▶ **Set task 1**
Transcribe the portion of the washing machine thread that begins with the words containing "# Do you have" and ends with "T_R_Oglodyte (May 2, 2006)".
[BEGIN Passage]
# Do you have front loading washing machine on 2nd floor



## xzhan02 (May 2, 2006)

Thinkin of buying a front loader for the 2nd floor laudry room in our new house.  Read online that front loader has to be on concret floor to minimize vibration.  Is this true ? If so, will have to use the old set upstairs.   Also is front loader noisier or quiter than top loader in general ?


----------



## T_R_Oglodyte (May 2, 2006)

xzhan02 said:
			
		

> Thinkin of buying a front loader for the 2nd floor laudry room in our new house.  Read online that front loader has to be on concret floor to minimize vibration.  Is this true ? If so, will have to use the old set upstairs.   Also is front loader noisier or quiter than top loader in general ?


Our front loader is much quieter and has much less vibration than our old top-loader.

We bought a model by LG Electronics, which has direct drive.  Direct drive minimizes vibration and is quieter than other front load models.


----------



## wauhob3 (May 2, 2006)

xzhan02 said:
			
		

> Thinkin of buying a front loader for the 2nd floor laudry room in our new house.  Read online that front loader has to be on concret floor to minimize vibration.  Is this true ? If so, will have to use the old set upstairs.   Also is front loader noisier or quiter than top loader in general ?
[END Passage]
▶ **Set task 2**
In the rows, locate each line containing the string "fence" and copy it.
[BEGIN Dataset rows]
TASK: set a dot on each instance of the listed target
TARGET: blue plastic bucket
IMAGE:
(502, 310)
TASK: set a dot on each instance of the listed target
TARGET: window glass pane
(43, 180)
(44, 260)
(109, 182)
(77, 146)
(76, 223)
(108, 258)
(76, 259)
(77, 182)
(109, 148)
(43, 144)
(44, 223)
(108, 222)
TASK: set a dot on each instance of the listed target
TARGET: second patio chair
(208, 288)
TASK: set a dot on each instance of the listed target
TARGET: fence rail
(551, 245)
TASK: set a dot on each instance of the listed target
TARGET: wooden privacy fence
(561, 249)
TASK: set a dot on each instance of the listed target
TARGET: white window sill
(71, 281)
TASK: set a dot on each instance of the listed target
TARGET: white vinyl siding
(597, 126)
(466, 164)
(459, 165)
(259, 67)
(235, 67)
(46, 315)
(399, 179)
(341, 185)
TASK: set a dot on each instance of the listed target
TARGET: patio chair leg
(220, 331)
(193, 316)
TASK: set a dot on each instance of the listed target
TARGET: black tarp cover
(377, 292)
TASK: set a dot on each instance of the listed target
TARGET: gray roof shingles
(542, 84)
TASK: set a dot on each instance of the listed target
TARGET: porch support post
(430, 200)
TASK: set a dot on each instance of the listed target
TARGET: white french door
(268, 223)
[END Dataset rows]
[BEGIN Dataset rows]
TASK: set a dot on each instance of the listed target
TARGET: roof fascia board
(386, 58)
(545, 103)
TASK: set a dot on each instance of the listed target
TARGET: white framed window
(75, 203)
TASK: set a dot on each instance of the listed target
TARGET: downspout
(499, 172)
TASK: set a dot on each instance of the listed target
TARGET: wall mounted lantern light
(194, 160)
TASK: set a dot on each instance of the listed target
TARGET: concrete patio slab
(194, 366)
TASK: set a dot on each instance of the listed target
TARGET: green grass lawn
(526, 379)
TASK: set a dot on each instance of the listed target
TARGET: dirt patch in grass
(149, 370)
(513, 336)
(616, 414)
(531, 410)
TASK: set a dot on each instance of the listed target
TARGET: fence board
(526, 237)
[END Dataset rows]
[BEGIN Dataset rows]
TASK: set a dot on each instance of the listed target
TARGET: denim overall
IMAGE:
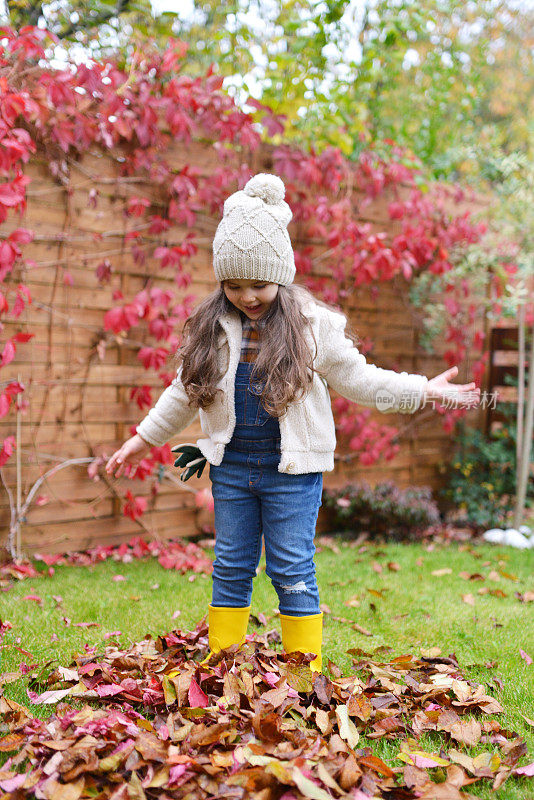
[END Dataset rows]
▶ **Response 1**
# Do you have front loading washing machine on 2nd floor



## xzhan02 (May 2, 2006)

Thinkin of buying a front loader for the 2nd floor laudry room in our new house.  Read online that front loader has to be on concret floor to minimize vibration.  Is this true ? If so, will have to use the old set upstairs.   Also is front loader noisier or quiter than top loader in general ?


----------



## T_R_Oglodyte (May 2, 2006)

▶ **Response 2**
TARGET: fence rail
TARGET: wooden privacy fence
TARGET: fence board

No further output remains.